Extract:
+ + + + +
The Alien Beauty and Creepy Fascination of Insect Art
Through history and across cultures, insects have inspired artists and challenged viewers to shift their perspective
This article was originally published in Knowable Magazine, reprinted with permission.
One day when Barrett Klein was a young boy, he found a dead butterfly in the driveway of his family’s house and marveled at its beauty. It was a transformative moment. “At age five I had a nebulous epiphany in which I knew that insects would be the core of my existence,” says Klein, who is now an entomologist at the University of Wisconsin-La Crosse. He’s also an artist, and insects feature prominently in his art.
Throughout history and across many cultures, insects have inspired artists and artisans. Moth larvae, bees and beetles have provided silk, wax, dyes and other art media. Some insects leave traces on their environment that artists capture, while others in effect become collaborators as their natural behaviors are incorporated into art. “With all of their myriad forms, you’ve got exquisite behaviors as well as colors and shapes to choose from, or be mesmerized by,” says Klein, who recently reviewed the role of insects in art in the Annual Review of Entomology.
Much of this work plays on the conflicting feelings we humans tend to have toward insects—we’re simultaneously fascinated by their strange biology and unfamiliar lifestyles and repulsed or frightened by their stingers, toxins and the diseases they may (or may not) carry. Not to mention their sheer scuttling, swarming numbers.
“They don’t live like us. They don’t look like us. They do the things that we do in such bizarre and wild ways that it’s just endlessly intriguing,” says artist Catherine Chalmers. “They offer a very, very different perspective on life on Earth.”
+ + + + +
Data extracts:

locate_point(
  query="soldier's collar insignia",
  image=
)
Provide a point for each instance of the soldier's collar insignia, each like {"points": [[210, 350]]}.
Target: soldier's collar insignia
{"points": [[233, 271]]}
+ + + + +
Exercise:
Please quote the insect art article word for word, everything from "The Alien Beauty" down to "in his art.".

Output of the exercise:
The Alien Beauty and Creepy Fascination of Insect Art
Through history and across cultures, insects have inspired artists and challenged viewers to shift their perspective
This article was originally published in Knowable Magazine, reprinted with permission.
One day when Barrett Klein was a young boy, he found a dead butterfly in the driveway of his family’s house and marveled at its beauty. It was a transformative moment. “At age five I had a nebulous epiphany in which I knew that insects would be the core of my existence,” says Klein, who is now an entomologist at the University of Wisconsin-La Crosse. He’s also an artist, and insects feature prominently in his art.